--- Start of MATERIAL ---

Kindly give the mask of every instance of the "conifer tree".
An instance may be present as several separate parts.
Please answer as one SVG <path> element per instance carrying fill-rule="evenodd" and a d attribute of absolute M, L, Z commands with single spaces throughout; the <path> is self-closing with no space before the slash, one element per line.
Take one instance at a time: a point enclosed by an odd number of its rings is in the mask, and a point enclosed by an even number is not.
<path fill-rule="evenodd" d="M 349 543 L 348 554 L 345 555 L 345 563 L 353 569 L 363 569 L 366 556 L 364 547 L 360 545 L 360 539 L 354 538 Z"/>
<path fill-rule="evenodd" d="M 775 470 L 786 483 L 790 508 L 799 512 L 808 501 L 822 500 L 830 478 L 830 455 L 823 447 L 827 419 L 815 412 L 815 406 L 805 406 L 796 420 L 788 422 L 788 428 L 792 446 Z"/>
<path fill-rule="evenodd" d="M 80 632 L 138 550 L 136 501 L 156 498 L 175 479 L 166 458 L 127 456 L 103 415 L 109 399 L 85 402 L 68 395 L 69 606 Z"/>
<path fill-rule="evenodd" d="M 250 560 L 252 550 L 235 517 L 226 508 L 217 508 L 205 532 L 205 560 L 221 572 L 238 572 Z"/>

--- End of MATERIAL ---
--- Start of MATERIAL ---

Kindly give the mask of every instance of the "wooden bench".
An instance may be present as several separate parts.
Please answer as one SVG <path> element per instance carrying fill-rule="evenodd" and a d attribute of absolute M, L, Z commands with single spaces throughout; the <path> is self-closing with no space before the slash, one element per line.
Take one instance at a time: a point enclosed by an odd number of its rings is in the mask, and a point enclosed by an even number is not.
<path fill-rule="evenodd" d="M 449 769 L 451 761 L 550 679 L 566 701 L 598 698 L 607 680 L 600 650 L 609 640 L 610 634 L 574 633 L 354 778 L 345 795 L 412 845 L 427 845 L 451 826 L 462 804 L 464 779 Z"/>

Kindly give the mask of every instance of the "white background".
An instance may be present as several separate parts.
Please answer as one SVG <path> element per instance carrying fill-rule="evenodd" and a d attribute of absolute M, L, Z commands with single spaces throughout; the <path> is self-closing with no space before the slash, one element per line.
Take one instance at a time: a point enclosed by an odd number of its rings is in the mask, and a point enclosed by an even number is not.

--- End of MATERIAL ---
--- Start of MATERIAL ---

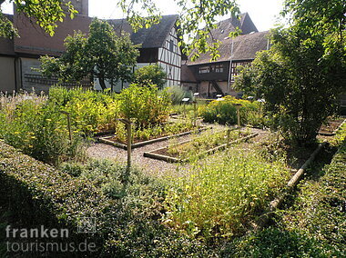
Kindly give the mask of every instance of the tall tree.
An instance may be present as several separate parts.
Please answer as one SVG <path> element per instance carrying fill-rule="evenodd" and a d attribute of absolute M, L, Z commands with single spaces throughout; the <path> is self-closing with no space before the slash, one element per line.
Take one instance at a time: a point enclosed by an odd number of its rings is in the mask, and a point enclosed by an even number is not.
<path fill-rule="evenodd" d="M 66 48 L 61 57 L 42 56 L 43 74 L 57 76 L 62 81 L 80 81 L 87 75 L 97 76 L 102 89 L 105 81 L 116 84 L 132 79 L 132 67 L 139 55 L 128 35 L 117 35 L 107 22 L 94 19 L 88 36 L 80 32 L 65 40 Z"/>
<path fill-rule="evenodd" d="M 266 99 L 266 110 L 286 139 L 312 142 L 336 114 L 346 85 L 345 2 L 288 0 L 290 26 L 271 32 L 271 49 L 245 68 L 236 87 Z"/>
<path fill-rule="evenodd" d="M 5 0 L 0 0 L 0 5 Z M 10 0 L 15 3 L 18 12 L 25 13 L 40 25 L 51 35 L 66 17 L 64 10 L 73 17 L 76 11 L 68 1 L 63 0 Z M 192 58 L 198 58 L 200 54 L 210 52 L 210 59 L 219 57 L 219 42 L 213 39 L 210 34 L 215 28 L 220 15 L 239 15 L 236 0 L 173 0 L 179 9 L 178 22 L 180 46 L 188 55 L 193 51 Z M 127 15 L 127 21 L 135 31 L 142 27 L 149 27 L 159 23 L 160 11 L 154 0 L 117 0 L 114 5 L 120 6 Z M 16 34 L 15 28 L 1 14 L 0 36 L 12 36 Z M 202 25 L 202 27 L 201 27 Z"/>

--- End of MATERIAL ---

WORK TO DO = Extract each line of the material above that contains the string "tree". Case counts.

PROBLEM SOLUTION =
Kindly give the mask of every instance of the "conifer tree".
Kindly give the mask of every instance of the tall tree.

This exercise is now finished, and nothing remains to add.